WHAT YOU WILL DO: How many lines in the records below contain the word "white"? Reply with the number alone.

PROVIDED ENTRIES:
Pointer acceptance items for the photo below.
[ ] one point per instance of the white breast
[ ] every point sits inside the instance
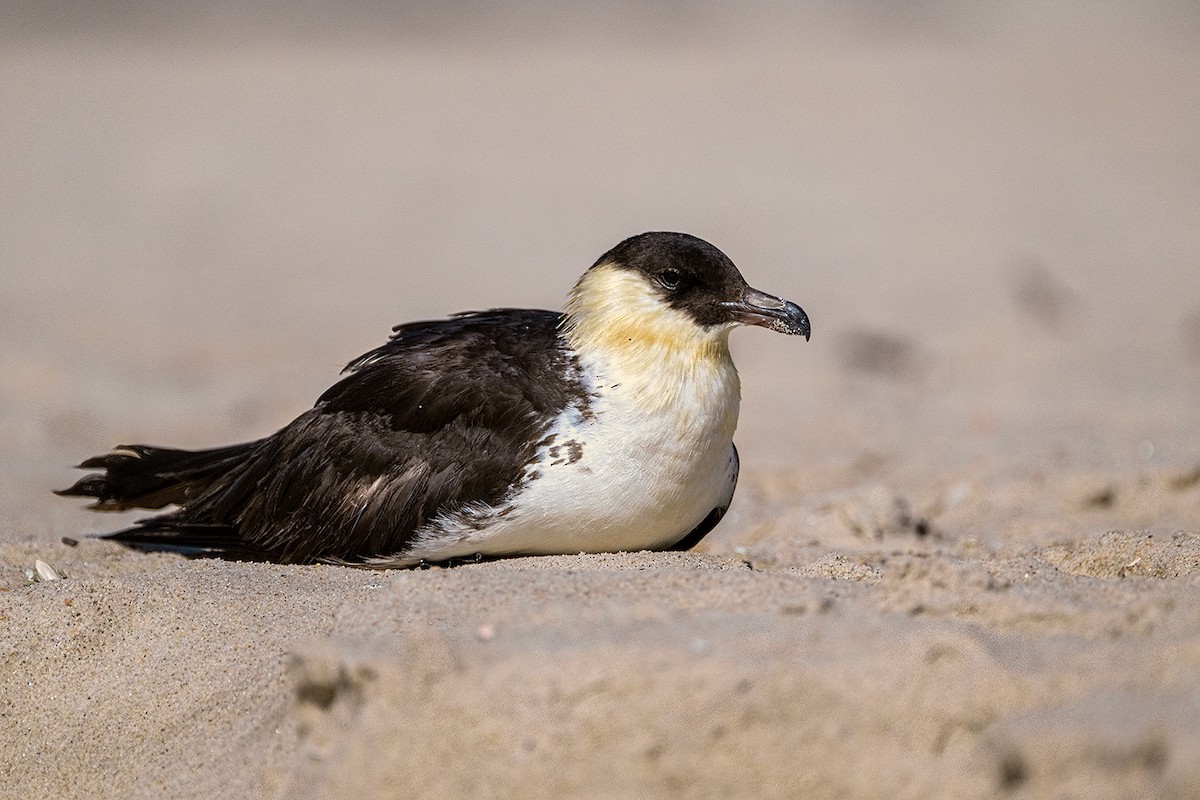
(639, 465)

* * *

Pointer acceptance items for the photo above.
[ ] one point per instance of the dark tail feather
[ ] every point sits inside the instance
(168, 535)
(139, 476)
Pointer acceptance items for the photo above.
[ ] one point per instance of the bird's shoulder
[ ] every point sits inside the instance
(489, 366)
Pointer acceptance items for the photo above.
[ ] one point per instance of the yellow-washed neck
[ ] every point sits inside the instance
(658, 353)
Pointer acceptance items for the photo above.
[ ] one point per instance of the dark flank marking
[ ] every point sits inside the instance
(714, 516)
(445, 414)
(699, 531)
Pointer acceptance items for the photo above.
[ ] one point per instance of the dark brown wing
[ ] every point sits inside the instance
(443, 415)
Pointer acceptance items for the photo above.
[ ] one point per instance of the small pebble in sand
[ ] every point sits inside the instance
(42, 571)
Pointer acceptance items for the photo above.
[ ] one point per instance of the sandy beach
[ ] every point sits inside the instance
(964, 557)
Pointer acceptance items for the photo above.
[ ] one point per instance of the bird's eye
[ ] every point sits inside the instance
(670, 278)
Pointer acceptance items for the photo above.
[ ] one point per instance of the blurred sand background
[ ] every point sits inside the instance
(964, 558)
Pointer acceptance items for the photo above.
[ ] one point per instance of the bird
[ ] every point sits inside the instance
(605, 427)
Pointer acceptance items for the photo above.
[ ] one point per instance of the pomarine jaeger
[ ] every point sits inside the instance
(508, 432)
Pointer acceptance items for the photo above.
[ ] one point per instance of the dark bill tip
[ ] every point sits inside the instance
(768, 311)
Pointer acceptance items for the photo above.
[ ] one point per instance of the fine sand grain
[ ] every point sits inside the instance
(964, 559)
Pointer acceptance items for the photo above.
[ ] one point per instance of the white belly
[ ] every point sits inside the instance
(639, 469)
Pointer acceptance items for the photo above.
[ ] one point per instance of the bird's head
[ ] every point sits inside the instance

ANSWER TO THE PROBLEM: 2